• [Task item]: Without leaving out a single line, restate the entries below exactly.
[Start of section]
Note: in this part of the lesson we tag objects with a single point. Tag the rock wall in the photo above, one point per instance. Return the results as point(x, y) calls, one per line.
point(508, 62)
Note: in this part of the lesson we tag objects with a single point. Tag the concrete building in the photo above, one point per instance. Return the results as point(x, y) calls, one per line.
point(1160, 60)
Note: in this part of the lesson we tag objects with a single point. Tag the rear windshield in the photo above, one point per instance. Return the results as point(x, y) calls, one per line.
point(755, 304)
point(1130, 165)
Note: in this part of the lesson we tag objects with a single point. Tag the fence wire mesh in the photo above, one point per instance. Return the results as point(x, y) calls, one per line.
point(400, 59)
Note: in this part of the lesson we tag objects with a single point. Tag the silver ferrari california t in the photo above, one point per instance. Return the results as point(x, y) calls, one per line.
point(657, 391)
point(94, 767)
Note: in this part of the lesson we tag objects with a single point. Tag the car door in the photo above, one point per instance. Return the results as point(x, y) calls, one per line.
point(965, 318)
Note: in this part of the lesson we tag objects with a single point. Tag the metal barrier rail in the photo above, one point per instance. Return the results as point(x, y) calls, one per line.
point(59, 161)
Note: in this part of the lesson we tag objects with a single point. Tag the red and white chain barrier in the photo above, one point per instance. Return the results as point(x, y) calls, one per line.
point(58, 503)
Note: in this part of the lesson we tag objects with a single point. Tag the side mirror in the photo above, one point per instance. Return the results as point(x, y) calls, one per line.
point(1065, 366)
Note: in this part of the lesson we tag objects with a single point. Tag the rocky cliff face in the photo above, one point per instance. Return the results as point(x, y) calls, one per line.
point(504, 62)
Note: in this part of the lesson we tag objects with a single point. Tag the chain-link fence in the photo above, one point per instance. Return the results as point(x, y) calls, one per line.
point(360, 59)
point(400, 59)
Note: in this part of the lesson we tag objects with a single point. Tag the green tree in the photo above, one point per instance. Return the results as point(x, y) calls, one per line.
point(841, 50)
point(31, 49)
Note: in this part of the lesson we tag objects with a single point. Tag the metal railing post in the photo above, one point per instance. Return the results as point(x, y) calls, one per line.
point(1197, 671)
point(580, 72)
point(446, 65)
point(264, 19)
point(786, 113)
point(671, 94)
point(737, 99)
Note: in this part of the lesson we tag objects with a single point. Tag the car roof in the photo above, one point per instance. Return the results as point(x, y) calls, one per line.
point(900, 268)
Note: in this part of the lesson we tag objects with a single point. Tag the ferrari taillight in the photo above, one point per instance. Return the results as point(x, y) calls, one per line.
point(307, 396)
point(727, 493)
[End of section]
• [Task result]:
Note: in this part of the lesson we tag objects with a single point. Tag the rock wall in the photo above, one point per instance. Return the results as point(x, y) calls, one per line.
point(508, 62)
Note: in this part of the lesson we tag objects with a single point. Tag the concrete building in the photo above, one point per instance. Return the results as point(x, y) calls, one per line.
point(1160, 60)
Note: in this part of the lesson we tag objects with a single point. Tag the rear windshield in the photo above, one point per instance. Return the results as point(x, y) calls, one per line.
point(755, 304)
point(1130, 165)
Note: in this part of the lesson we tag objects with a single point. Tag the fence wire mesh in the photo above, one point per instance. Return the results as point(x, y) calls, one per line.
point(400, 59)
Note: in this part of the lesson we tag objects with a single point. Tag the silver ferrari california t in the photo above, one point per instance. Return the results as point(x, y) calls, one per line.
point(657, 391)
point(94, 767)
Note: in this part of the lesson we tag objects with a single point. Tag the car door in the photo above, one point per instance. Return the results as point(x, y) calls, one per line.
point(965, 318)
Note: in this part of the lesson we tag objects with a single point. Tag the metal barrier rail in the photo above, one point per instance. Return the results as point(x, y) calls, one per line.
point(59, 161)
Note: in this part of the lesson we tag objects with a single point. Tag the red and white chain barrier in the photo above, one point per instance. Return the results as point(x, y) calls, one per line.
point(58, 503)
Note: in this part of the lesson we tag objects with a single point. Tag the side mirror in the photo above, one point per instance. Return the results as point(x, y) calls, one per line.
point(1065, 366)
Note: in this part of the lesson we tag objects with a single point. Tag the rocky cliff face in the photo above, one point per instance. Return the results as point(x, y) calls, one per line.
point(504, 62)
Note: in this part of the lesson we tag objects with a single point. Tag the chain-link fence in the photo above, one point per instance. Return the results as point(x, y) calls, one per line.
point(360, 59)
point(400, 59)
Note: in this part of the lesson we tag objects with a single point. Tag the green tree in the photo above, one point per instance. Return the results as point(x, y) calls, one per line.
point(841, 50)
point(31, 49)
Note: in this part of the lesson we tag objects with a single point. Tag the metal railing post in the photo above, one point per instance. Return the results as point(x, y) calls, one per line.
point(1197, 671)
point(580, 72)
point(446, 65)
point(264, 19)
point(786, 113)
point(671, 94)
point(737, 99)
Note: in this part of the lesson we tag objects with a single point. Tag the car roof in the photo above, one point per instance. Return the results as point(x, y) calls, one per line.
point(900, 268)
Note: in this part of the lesson we tag objects with a single point. Tag the ferrari taillight in the photo above, one point per instance. Return the results as point(x, y) calls, one per line.
point(307, 396)
point(727, 493)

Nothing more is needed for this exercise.